§ **Problem requirements**
Render the whole listing below as a JSON array of strings, one string per line, with blank lines dropped. Leave the pictures out.

** Begin The input **

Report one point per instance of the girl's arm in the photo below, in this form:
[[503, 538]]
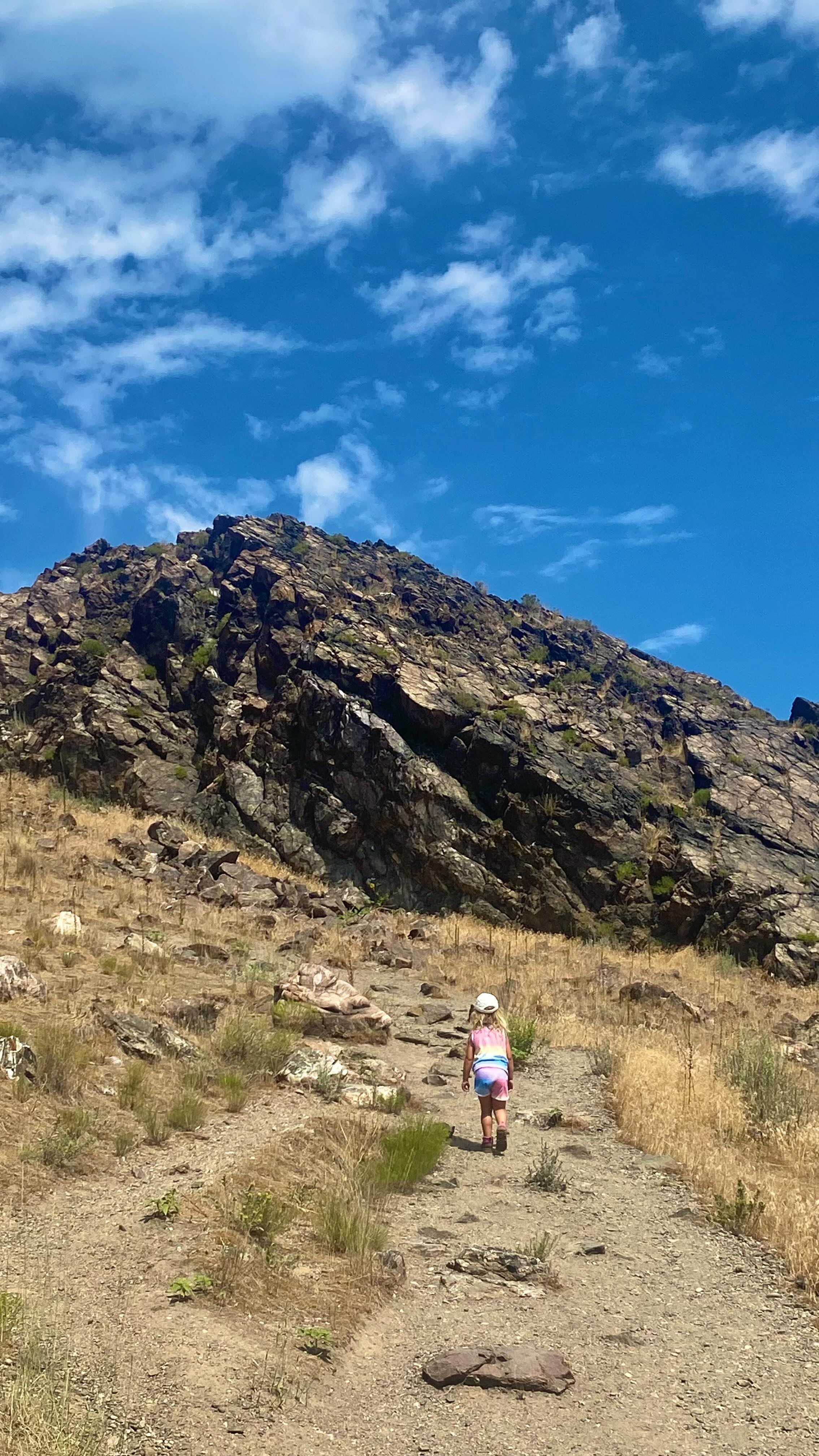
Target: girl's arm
[[468, 1061]]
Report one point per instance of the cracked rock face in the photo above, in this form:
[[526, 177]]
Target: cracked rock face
[[382, 724]]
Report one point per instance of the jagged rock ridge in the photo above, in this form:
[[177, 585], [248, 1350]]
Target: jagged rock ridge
[[381, 723]]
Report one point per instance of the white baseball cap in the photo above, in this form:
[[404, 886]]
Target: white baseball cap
[[486, 1002]]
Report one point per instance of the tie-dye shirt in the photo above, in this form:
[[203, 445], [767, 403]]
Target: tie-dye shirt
[[489, 1044]]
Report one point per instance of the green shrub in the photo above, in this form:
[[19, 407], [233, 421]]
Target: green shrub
[[235, 1091], [741, 1213], [547, 1173], [771, 1088], [346, 1222], [62, 1059], [410, 1154], [203, 656], [627, 870], [664, 887], [92, 647], [263, 1216], [186, 1113]]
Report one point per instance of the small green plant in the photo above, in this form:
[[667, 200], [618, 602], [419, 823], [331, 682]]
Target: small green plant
[[263, 1216], [346, 1222], [235, 1091], [771, 1088], [11, 1315], [165, 1208], [547, 1173], [522, 1034], [155, 1124], [467, 702], [626, 871], [315, 1342], [664, 887], [410, 1154], [248, 1041], [183, 1289], [62, 1059], [92, 647], [202, 657], [186, 1113], [133, 1088], [740, 1215], [601, 1059]]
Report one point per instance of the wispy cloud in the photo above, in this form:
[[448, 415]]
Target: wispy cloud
[[658, 366], [429, 105], [340, 484], [798, 17], [687, 635], [780, 165], [586, 555], [478, 299]]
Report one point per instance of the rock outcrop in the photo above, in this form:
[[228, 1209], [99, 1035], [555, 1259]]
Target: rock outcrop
[[385, 725]]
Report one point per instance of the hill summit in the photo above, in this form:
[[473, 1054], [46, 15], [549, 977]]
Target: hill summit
[[378, 721]]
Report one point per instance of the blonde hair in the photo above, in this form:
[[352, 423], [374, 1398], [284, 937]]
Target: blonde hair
[[489, 1018]]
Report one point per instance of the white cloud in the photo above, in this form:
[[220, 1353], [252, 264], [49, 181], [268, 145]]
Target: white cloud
[[95, 375], [594, 43], [649, 361], [486, 238], [687, 635], [322, 202], [339, 484], [186, 62], [707, 340], [426, 104], [782, 165], [259, 429], [478, 299], [798, 17], [586, 555]]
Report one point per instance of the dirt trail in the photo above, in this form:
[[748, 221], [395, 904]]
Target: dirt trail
[[682, 1339]]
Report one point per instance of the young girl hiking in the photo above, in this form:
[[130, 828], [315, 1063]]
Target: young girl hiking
[[489, 1056]]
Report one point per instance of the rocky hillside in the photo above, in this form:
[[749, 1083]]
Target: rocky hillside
[[381, 723]]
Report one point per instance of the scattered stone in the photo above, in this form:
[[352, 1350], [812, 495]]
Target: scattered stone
[[149, 1040], [199, 1014], [140, 944], [66, 924], [506, 1264], [394, 1266], [650, 992], [18, 980], [17, 1059], [512, 1368], [205, 951]]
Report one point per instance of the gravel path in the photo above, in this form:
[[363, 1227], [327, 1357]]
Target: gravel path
[[682, 1339]]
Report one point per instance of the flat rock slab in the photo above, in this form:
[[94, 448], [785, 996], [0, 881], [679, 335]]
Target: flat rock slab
[[509, 1368]]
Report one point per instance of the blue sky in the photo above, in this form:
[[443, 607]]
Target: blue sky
[[528, 289]]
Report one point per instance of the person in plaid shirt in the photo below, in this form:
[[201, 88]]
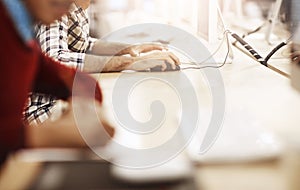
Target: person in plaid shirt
[[67, 40]]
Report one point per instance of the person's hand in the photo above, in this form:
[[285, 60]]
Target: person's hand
[[153, 60], [84, 4], [136, 50]]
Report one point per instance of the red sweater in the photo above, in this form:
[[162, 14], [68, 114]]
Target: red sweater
[[24, 68]]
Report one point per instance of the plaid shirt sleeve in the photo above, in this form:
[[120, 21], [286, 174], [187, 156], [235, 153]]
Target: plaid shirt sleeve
[[54, 41], [66, 40]]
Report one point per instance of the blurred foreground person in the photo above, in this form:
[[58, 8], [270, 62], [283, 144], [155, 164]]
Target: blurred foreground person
[[25, 68]]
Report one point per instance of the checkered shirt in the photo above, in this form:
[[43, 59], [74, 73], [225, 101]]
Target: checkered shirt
[[66, 40]]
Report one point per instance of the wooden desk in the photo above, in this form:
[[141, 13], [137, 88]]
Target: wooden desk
[[249, 86]]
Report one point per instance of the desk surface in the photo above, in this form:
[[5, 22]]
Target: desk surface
[[249, 87]]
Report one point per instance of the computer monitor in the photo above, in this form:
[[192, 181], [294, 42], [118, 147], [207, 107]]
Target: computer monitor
[[295, 29], [208, 20]]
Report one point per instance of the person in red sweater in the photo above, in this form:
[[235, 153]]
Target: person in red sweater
[[25, 68]]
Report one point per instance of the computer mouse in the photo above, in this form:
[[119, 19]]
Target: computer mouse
[[169, 68]]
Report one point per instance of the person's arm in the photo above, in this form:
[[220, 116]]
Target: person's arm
[[53, 40], [62, 82], [102, 47]]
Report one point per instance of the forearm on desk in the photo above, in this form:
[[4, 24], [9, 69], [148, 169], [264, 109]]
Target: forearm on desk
[[94, 64], [102, 47]]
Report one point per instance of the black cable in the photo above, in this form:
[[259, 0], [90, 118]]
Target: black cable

** End The input **

§ **Complete output**
[
  "Report one point per instance of the girl's arm in the photo below, in this form:",
  "[[503, 538]]",
  "Target: girl's arm",
  "[[468, 1061]]",
  "Report one point per instance of the cracked rock face in the photo above, in this form:",
  "[[526, 177]]",
  "Target: cracked rock face",
  "[[382, 724]]",
  "Report one point per instance of the jagged rock ridge in the photo above, in this form:",
  "[[177, 585], [248, 1350]]",
  "Target: jagged rock ridge",
  "[[381, 723]]",
  "Report one point per instance of the white baseball cap in the photo above, in this form:",
  "[[404, 886]]",
  "Target: white baseball cap",
  "[[486, 1002]]",
  "Report one point per instance of the tie-dye shirt in the photo above, in this form:",
  "[[203, 445], [767, 403]]",
  "Target: tie-dye shirt",
  "[[489, 1044]]",
  "Report one point per instance of the green shrub in the photo above, in this form:",
  "[[19, 407], [233, 421]]",
  "Target: green shrub",
  "[[235, 1091], [741, 1213], [547, 1173], [771, 1088], [346, 1222], [62, 1059], [410, 1154], [203, 656], [627, 870], [664, 887], [92, 647], [263, 1216], [186, 1113]]",
  "Report one point per instance of the small green plant in the photo above, in this form:",
  "[[667, 200], [618, 602], [419, 823], [331, 682]]",
  "Target: small green plant",
  "[[263, 1216], [346, 1222], [235, 1091], [771, 1088], [11, 1315], [165, 1208], [547, 1173], [522, 1034], [155, 1124], [467, 702], [626, 871], [315, 1342], [664, 887], [410, 1154], [248, 1041], [183, 1289], [62, 1059], [92, 647], [202, 657], [186, 1113], [133, 1088], [740, 1215], [601, 1059]]",
  "Report one point per instance of the wispy cloud in the photo above, in this form:",
  "[[448, 415]]",
  "Target: wispy cloud",
  "[[658, 366], [429, 105], [340, 484], [798, 17], [687, 635], [780, 165], [586, 555], [478, 299]]",
  "Report one point per instance of the rock outcrop in the photo above, in this form:",
  "[[228, 1209], [99, 1035], [555, 1259]]",
  "Target: rock outcrop",
  "[[385, 725]]",
  "Report one point per instance of the hill summit in the photo above, in this form:",
  "[[473, 1054], [46, 15], [549, 977]]",
  "Target: hill summit",
  "[[378, 721]]",
  "Report one point per instance of the blonde hair in the photo above, in this form:",
  "[[352, 423], [374, 1398], [284, 937]]",
  "Target: blonde hair",
  "[[489, 1018]]",
  "Report one point per instance of the white cloud in the photo above, in this form:",
  "[[220, 1353], [252, 264], [49, 181], [268, 145]]",
  "Target: white cloud",
  "[[95, 375], [594, 43], [649, 361], [486, 238], [687, 635], [322, 202], [339, 484], [186, 62], [707, 340], [426, 104], [782, 165], [259, 429], [478, 299], [798, 17], [586, 555]]",
  "Report one point per instance of the dirt trail in the photo above, in this form:",
  "[[748, 221], [395, 904]]",
  "Target: dirt trail",
  "[[682, 1339]]",
  "Report one point per instance of the young girl hiking in the photo above, in this form:",
  "[[130, 828], [315, 1063]]",
  "Target: young girl hiking",
  "[[489, 1056]]",
  "Report one point per instance of the rocky hillside in the photo above, in this form:",
  "[[749, 1083]]",
  "Target: rocky hillside",
  "[[381, 723]]",
  "Report one point per instance of the scattered stone in the photo above, in this form:",
  "[[352, 1350], [812, 495]]",
  "Target: scattered stone",
  "[[149, 1040], [199, 1014], [140, 944], [66, 924], [506, 1264], [394, 1266], [650, 992], [18, 980], [17, 1059], [512, 1368], [205, 951]]",
  "Report one point per instance of the gravel path in the photo above, in this form:",
  "[[363, 1227], [327, 1357]]",
  "Target: gravel path",
  "[[682, 1339]]",
  "Report one point per instance of the flat rock slab in the photo above, in this form:",
  "[[94, 448], [785, 996], [0, 881], [679, 335]]",
  "Target: flat rock slab",
  "[[509, 1368]]",
  "Report one point per instance of the blue sky in the photo above, in this form:",
  "[[443, 607]]",
  "Target: blue sky",
  "[[528, 289]]",
  "Report one point per instance of the person in plaid shirt in the photo below, in this form:",
  "[[201, 88]]",
  "Target: person in plaid shirt",
  "[[67, 40]]",
  "Report one point per instance of the person's hand in the photo above, in this form:",
  "[[285, 60]]",
  "Target: person's hand",
  "[[153, 60], [84, 4], [136, 50]]",
  "Report one point per instance of the red sweater in the photo above, in this form:",
  "[[162, 14], [68, 114]]",
  "Target: red sweater",
  "[[24, 68]]",
  "Report one point per instance of the plaid shirt sleeve in the photo above, in this form:",
  "[[120, 21], [286, 174], [187, 156], [235, 153]]",
  "Target: plaid shirt sleeve",
  "[[54, 41], [66, 40]]",
  "Report one point per instance of the blurred foreground person in the photo above, in this form:",
  "[[58, 8], [270, 62], [283, 144], [155, 164]]",
  "Target: blurred foreground person",
  "[[25, 68]]",
  "Report one point per instance of the checkered shirt in the photo above, in this form:",
  "[[43, 59], [74, 73], [225, 101]]",
  "Target: checkered shirt",
  "[[66, 40]]",
  "Report one point per instance of the wooden desk in the photo above, in this form:",
  "[[141, 13], [137, 88]]",
  "Target: wooden desk",
  "[[249, 86]]",
  "Report one point per instance of the desk surface in the photo above, in this form:",
  "[[5, 22]]",
  "Target: desk surface",
  "[[249, 87]]",
  "Report one point per instance of the computer monitor in the photo above, in this form:",
  "[[192, 181], [294, 42], [118, 147], [207, 107]]",
  "Target: computer monitor",
  "[[295, 29], [208, 20]]",
  "Report one point per instance of the person in red sweater in the photo above, in this form:",
  "[[235, 153]]",
  "Target: person in red sweater",
  "[[25, 68]]",
  "Report one point per instance of the computer mouse in the photo above, in this form:",
  "[[119, 19]]",
  "Target: computer mouse",
  "[[169, 68]]",
  "Report one point per instance of the person's arm in the photo above, in this form:",
  "[[220, 116]]",
  "Target: person's arm",
  "[[53, 40], [62, 82], [102, 47]]",
  "Report one point per instance of the forearm on desk in the photo above, in this form:",
  "[[4, 24], [9, 69], [148, 169], [264, 109]]",
  "Target: forearm on desk",
  "[[94, 64], [102, 47]]",
  "Report one point per instance of the black cable in the photo above, in this form:",
  "[[259, 0], [90, 118]]",
  "Target: black cable"
]